PROBLEM DESCRIPTION: Reproduce verbatim the lines of the data below, from the line containing "Target phrase = long warehouse building" through the end of the data.

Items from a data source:
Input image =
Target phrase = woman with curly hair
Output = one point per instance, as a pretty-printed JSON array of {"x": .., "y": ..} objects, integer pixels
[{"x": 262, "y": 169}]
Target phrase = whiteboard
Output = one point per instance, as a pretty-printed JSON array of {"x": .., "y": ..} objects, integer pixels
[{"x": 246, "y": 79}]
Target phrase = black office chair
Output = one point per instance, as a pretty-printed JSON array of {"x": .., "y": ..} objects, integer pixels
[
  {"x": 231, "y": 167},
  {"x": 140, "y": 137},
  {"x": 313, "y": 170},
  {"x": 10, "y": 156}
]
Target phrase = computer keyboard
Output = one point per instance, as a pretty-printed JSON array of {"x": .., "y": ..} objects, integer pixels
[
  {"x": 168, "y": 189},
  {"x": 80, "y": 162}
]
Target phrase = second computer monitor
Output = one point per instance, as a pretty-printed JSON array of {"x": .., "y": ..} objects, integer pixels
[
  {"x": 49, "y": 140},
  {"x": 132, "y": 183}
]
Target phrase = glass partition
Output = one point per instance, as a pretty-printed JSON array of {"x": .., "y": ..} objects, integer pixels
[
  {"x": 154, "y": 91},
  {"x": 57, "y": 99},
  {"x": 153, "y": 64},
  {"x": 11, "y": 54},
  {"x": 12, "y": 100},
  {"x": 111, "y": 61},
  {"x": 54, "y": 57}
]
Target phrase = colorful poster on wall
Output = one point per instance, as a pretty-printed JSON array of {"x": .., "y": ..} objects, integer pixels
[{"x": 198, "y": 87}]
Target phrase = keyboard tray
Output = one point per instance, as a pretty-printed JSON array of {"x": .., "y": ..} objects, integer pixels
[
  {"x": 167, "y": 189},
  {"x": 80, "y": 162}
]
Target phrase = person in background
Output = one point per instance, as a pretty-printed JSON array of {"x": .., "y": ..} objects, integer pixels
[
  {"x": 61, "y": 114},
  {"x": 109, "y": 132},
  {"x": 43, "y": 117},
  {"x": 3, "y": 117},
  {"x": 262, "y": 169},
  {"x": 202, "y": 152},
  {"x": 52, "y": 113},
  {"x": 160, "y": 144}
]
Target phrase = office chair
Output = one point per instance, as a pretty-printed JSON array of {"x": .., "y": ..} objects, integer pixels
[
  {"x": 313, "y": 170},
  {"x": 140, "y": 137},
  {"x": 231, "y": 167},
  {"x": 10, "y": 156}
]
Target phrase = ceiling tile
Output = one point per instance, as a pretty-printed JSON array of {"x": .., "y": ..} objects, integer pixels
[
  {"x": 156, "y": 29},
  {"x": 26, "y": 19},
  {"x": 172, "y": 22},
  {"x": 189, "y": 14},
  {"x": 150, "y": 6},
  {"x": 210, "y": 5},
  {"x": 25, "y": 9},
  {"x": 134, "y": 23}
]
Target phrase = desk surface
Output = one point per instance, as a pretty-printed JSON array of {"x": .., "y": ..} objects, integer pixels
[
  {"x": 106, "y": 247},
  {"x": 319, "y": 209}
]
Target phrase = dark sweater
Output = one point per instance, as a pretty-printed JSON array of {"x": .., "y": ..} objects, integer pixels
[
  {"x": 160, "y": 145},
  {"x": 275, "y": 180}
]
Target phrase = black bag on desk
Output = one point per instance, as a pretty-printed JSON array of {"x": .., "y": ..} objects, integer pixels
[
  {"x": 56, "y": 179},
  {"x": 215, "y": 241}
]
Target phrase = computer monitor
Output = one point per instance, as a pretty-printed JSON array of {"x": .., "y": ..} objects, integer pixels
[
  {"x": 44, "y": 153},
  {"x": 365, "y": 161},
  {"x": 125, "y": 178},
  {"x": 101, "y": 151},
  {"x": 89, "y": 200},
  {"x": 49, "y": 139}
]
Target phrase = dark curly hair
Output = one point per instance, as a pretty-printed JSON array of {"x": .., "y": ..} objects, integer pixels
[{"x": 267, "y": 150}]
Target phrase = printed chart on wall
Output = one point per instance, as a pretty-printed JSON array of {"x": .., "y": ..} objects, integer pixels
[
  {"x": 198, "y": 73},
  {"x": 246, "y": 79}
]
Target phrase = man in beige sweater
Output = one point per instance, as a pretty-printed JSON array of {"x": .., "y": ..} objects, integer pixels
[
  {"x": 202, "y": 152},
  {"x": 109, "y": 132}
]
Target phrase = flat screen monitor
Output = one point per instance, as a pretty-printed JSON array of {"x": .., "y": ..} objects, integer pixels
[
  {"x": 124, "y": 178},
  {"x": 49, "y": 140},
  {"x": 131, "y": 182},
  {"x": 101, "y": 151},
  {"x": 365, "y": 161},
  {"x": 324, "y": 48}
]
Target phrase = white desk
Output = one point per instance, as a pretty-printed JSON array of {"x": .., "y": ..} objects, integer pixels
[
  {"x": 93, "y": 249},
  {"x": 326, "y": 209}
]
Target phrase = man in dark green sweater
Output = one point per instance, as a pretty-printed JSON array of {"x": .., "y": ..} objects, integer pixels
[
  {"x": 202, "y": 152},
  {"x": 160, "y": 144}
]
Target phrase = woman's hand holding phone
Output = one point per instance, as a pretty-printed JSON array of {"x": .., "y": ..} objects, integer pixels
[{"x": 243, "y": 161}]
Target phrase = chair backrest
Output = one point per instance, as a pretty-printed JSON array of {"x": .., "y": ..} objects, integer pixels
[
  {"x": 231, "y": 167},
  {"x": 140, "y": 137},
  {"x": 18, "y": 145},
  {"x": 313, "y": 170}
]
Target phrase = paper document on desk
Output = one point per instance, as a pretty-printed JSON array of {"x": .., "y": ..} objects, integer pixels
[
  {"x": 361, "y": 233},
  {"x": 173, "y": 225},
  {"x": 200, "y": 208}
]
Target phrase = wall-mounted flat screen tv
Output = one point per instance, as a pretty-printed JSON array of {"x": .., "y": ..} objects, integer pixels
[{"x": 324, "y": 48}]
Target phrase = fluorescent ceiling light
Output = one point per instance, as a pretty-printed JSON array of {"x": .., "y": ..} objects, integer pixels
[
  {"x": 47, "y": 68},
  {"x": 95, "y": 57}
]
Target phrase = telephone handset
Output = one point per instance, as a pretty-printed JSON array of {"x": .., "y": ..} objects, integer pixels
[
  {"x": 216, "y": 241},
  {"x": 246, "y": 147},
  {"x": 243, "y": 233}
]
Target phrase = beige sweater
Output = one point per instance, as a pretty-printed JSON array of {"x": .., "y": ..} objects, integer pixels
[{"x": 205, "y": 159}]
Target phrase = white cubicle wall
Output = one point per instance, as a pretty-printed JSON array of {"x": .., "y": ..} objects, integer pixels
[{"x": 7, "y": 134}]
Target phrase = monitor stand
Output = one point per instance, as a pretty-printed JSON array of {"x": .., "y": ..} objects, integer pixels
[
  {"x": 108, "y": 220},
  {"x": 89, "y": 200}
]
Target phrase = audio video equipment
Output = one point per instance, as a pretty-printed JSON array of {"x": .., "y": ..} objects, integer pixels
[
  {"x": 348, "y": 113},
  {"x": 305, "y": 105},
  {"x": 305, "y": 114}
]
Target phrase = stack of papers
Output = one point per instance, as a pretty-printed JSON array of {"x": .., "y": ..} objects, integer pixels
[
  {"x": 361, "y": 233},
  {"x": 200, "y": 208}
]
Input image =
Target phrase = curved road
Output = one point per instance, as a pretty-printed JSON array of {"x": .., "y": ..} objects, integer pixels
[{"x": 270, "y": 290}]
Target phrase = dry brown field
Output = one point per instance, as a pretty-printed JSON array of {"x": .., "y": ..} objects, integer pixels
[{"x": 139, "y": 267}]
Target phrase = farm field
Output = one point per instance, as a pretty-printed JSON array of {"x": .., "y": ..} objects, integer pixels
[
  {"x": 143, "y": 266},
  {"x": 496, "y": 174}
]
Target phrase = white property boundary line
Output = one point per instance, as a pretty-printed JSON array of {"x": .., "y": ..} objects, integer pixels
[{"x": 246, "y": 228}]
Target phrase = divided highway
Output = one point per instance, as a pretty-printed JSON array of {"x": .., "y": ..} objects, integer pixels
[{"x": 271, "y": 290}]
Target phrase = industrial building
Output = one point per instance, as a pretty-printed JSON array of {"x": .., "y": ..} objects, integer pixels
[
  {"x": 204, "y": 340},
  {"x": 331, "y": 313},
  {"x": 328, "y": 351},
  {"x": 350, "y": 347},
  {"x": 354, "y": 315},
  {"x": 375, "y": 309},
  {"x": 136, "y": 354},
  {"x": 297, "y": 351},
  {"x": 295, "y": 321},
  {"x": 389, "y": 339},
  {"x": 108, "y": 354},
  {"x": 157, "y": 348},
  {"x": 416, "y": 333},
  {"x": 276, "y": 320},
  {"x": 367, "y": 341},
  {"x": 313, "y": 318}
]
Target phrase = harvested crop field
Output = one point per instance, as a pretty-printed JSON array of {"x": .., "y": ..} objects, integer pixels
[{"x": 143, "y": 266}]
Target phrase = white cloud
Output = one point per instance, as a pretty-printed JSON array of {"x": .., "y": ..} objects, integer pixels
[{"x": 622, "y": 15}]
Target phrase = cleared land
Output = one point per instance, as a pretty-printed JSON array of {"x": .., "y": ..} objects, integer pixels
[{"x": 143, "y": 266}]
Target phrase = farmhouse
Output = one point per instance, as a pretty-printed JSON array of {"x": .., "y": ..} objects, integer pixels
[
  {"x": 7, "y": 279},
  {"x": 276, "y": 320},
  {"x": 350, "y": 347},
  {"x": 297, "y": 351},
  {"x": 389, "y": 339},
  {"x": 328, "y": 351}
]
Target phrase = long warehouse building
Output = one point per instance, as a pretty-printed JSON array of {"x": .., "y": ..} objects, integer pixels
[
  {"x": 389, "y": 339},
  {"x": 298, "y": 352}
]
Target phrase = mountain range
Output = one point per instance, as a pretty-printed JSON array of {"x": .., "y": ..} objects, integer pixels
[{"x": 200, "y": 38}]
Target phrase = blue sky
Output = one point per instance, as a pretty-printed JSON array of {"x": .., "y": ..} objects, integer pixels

OUTPUT OF THE TASK:
Target phrase = long warehouse building
Output = one point per instance, as a pretty-printed JSON array of {"x": .., "y": ..} objects, integer pixels
[
  {"x": 389, "y": 339},
  {"x": 298, "y": 352}
]
Target phrase = mountain range
Output = one point per instance, as a pretty-printed JSON array of {"x": .., "y": ..} objects, integer pixels
[{"x": 200, "y": 38}]
Target phrase = blue sky
Output = one point per instance, as a pretty-printed JSON array of {"x": .., "y": ..} objects, integer pixels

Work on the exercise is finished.